Items on locating named things:
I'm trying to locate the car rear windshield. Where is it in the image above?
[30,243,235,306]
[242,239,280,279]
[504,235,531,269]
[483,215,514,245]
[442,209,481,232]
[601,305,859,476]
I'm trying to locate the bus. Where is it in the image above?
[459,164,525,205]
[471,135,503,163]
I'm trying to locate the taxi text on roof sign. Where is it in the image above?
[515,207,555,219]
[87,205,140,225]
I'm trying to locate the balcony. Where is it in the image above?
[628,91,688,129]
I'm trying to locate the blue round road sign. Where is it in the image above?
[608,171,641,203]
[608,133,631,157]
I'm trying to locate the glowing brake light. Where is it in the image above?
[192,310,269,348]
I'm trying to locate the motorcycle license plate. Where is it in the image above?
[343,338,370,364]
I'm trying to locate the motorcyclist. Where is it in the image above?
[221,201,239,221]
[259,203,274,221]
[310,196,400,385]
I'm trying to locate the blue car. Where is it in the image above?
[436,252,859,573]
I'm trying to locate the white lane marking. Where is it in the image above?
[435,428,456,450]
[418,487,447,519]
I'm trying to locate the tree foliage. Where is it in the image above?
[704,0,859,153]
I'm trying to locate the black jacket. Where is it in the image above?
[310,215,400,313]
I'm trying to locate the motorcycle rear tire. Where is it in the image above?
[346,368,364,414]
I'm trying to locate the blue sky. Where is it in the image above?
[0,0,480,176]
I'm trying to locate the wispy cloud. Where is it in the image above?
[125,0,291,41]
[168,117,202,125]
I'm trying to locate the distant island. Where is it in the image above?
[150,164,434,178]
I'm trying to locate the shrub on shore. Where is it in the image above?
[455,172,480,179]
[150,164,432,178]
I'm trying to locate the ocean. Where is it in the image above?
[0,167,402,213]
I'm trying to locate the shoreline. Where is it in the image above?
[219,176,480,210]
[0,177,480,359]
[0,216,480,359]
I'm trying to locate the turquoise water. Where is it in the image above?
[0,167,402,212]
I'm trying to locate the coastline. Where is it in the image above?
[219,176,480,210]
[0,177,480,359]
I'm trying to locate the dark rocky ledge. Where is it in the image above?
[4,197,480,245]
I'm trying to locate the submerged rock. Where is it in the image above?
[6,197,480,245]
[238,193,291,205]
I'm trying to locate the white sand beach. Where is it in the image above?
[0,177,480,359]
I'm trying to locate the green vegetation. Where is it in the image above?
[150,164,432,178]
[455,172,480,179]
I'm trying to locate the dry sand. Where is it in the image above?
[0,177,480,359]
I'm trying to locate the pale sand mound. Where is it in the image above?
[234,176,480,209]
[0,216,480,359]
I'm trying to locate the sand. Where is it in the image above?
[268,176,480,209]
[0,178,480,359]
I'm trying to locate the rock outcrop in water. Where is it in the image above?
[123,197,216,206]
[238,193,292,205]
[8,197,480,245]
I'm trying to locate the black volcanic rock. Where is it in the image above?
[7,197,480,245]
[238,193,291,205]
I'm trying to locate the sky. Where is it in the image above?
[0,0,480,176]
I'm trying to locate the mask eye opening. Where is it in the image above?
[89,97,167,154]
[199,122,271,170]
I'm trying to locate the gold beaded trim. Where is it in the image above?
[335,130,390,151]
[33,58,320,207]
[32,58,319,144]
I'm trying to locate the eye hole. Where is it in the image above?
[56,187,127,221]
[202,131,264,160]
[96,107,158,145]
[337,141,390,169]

Written instruction:
Write out everything from the line containing "I'm trying to locate the coastline." down to the line containing "[4,197,480,245]", both ends and the requests included, offsetting every coordinate in the answers by adding 33 to it.

Solution for this task:
I'm trying to locate the coastline. Where is it in the image above?
[252,209,513,243]
[33,210,513,392]
I'm trying to locate the dark rocky ledge. Where is it in the image above?
[37,230,513,278]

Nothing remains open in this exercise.